__Excerto do texto__
++++++++++++++++++++

De José António Miranda, colaborador habitual do "Fanáticos da Ópera" fica mais um magnífico texto, como sempre acontece, este sobre a ópera Acis and Galatea.
24/02/2017 Fundação Calouste Gulbenkian (Lisboa)
ACIS AND GALATEA (Georg Friedrich Händel)
Ópera
em três Actos (1718) (Versão WA Mozart 1788)
Libreto:
John Gay, Alexander Pope e John Hughes, a partir da tradução inglesa das Metamorfoses de
Ovídio, por J. Dryden
§ Direcção
musical: Leonardo García Alarcón
§ Acção Cénica: Marie
Mignot
§ Luzes: Luís Fradique e
Marie Mignot
§ Roupas e adereços: Bárbara
Magalhães
§ Máscaras: Tiago Serpa
§ Galatea: Ana Quintans
§ Acis: Marco Alves dos
Santos
§ Polyphemus: André Henriques
§ Damon: João Miguel Rodrigues
§ Coridon: João Terleira
§ Orquestra Gulbenkian
§ Coro Gulbenkian
Dir: Jorge Matta
§ Produção: FCG
O
amor de Acis e Galatea. Nicolas Poussin, 1630
Por
mais estranha que tal afirmação possa parecer aos mais incautos não é possível
deixar de reconhecer que o espectáculo apresentado agora na sala grande da FCG
foi provavelmente o melhor espectáculo de ópera visto até ao momento em Lisboa
na presente temporada.
E
a estranheza compreende-se pois se tratou da negação do paradigma habitual
entre nós no que respeita à cena lírica.
Em
primeiro lugar o Grande Auditório não tem condições materiais que permitam a
apresentação de verdadeiros espectáculos de ópera encenada. Complementarmente,
a ênfase da programação musical da Fundação não está colocada no espectáculo
lírico. Para além de tudo isto, e contrariamente ao que sucede frequentemente
nesta sala e é hábito no escasso circuito operático nacional, o elenco de
cantores era constituído exclusivamente por vozes portuguesas. Três heresias
portanto.
Pois
não obstante estes aparentes constrangimentos pudemos mais uma vez assistir à
demonstração de que a escassez de recursos apenas serve de justificação
para a falta de qualidade quando a mediocridade impera e a inteligência não sobra.

++++++++++++++++++++

__Dados fornecidos__
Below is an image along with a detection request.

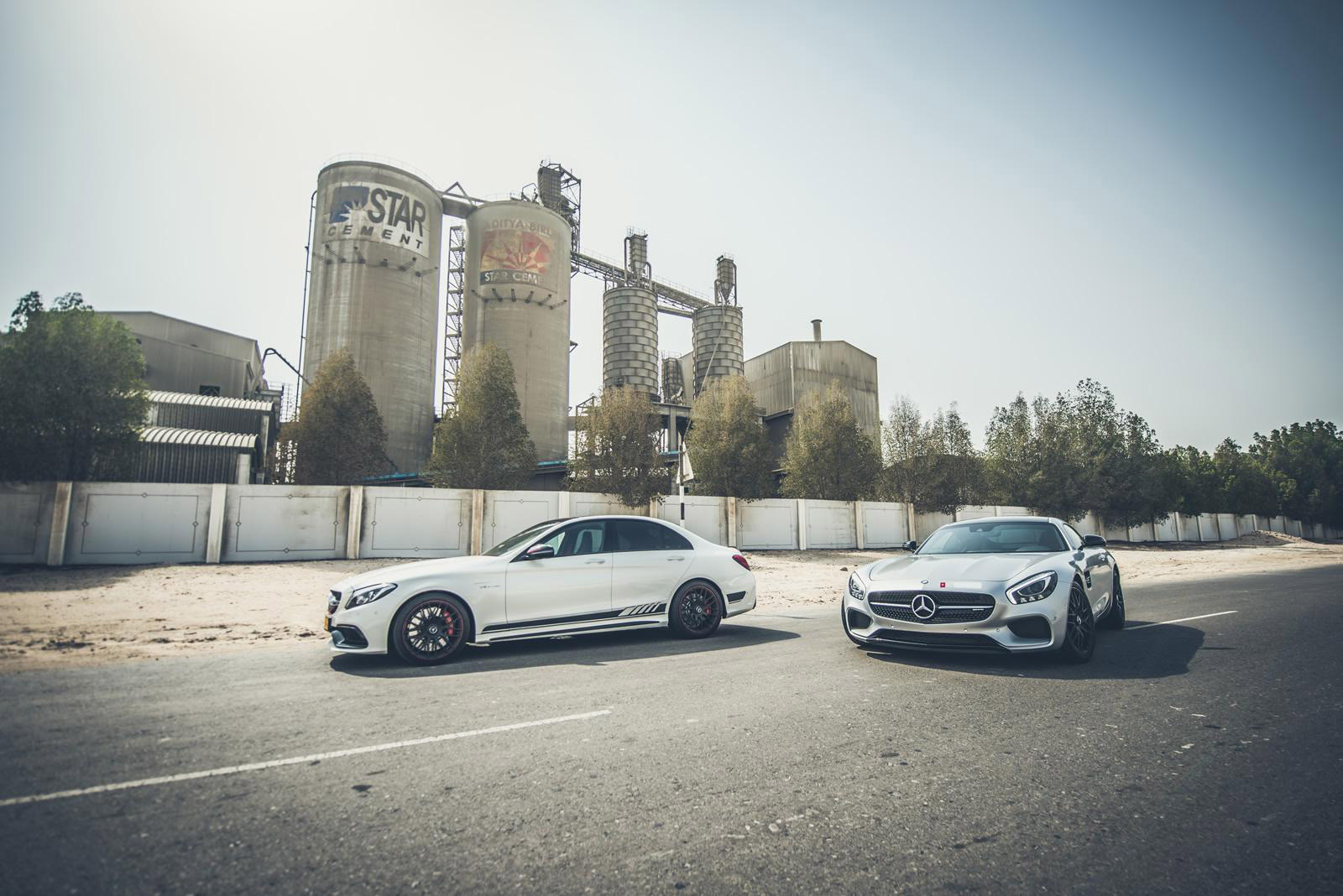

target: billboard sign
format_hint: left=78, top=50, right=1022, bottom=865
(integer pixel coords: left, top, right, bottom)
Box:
left=481, top=217, right=556, bottom=289
left=322, top=181, right=428, bottom=258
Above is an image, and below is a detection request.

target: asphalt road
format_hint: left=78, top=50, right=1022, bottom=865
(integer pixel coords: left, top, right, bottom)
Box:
left=0, top=569, right=1343, bottom=893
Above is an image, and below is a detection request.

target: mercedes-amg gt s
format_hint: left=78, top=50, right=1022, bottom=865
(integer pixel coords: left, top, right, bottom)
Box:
left=841, top=517, right=1124, bottom=663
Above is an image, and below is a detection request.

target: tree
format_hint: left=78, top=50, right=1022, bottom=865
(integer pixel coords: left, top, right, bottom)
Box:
left=882, top=396, right=983, bottom=513
left=271, top=349, right=391, bottom=486
left=1213, top=437, right=1281, bottom=517
left=687, top=376, right=774, bottom=499
left=1166, top=445, right=1227, bottom=515
left=569, top=386, right=674, bottom=507
left=0, top=293, right=149, bottom=480
left=783, top=381, right=881, bottom=500
left=425, top=342, right=536, bottom=488
left=1251, top=419, right=1343, bottom=526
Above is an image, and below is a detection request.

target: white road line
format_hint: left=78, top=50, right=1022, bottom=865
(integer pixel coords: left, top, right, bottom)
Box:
left=1124, top=610, right=1240, bottom=632
left=0, top=710, right=611, bottom=806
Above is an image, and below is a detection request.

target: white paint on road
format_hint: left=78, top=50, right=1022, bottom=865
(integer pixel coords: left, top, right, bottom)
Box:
left=1124, top=610, right=1240, bottom=632
left=0, top=710, right=611, bottom=806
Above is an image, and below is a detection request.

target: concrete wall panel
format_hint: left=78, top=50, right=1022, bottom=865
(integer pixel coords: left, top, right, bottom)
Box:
left=481, top=491, right=561, bottom=550
left=862, top=502, right=909, bottom=549
left=658, top=495, right=728, bottom=544
left=65, top=483, right=210, bottom=563
left=220, top=486, right=349, bottom=555
left=737, top=497, right=797, bottom=550
left=807, top=500, right=858, bottom=549
left=0, top=483, right=56, bottom=563
left=913, top=513, right=956, bottom=544
left=358, top=487, right=472, bottom=558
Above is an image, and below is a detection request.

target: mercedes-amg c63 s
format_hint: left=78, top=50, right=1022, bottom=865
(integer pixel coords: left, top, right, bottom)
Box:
left=841, top=517, right=1124, bottom=663
left=325, top=517, right=756, bottom=664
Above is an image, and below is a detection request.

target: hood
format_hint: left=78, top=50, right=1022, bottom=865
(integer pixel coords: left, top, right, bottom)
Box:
left=865, top=554, right=1046, bottom=587
left=332, top=557, right=499, bottom=593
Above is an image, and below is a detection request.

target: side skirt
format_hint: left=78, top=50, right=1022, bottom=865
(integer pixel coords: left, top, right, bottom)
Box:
left=485, top=617, right=665, bottom=643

++++++++++++++++++++

Resuma em duas frases a crítica à ópera Acis and Galatea.

__Resposta à tarefa__
A crítica aborda a récita de Acis and Galatea, de Händel, na versão de Mozart de 1788, apresentada em 24/02/2017 na Fundação Calouste Gulbenkian, em Lisboa, com direção musical de Leonardo García Alarcón, e considera-a provavelmente o melhor espetáculo de ópera da temporada em Lisboa. Isto apesar de o Grande Auditório não ter condições para ópera encenada, de a programação da Fundação não privilegiar o espetáculo lírico e de o elenco ser exclusivamente português, o que demonstra que a escassez de recursos só justifica a falta de qualidade quando impera a mediocridade.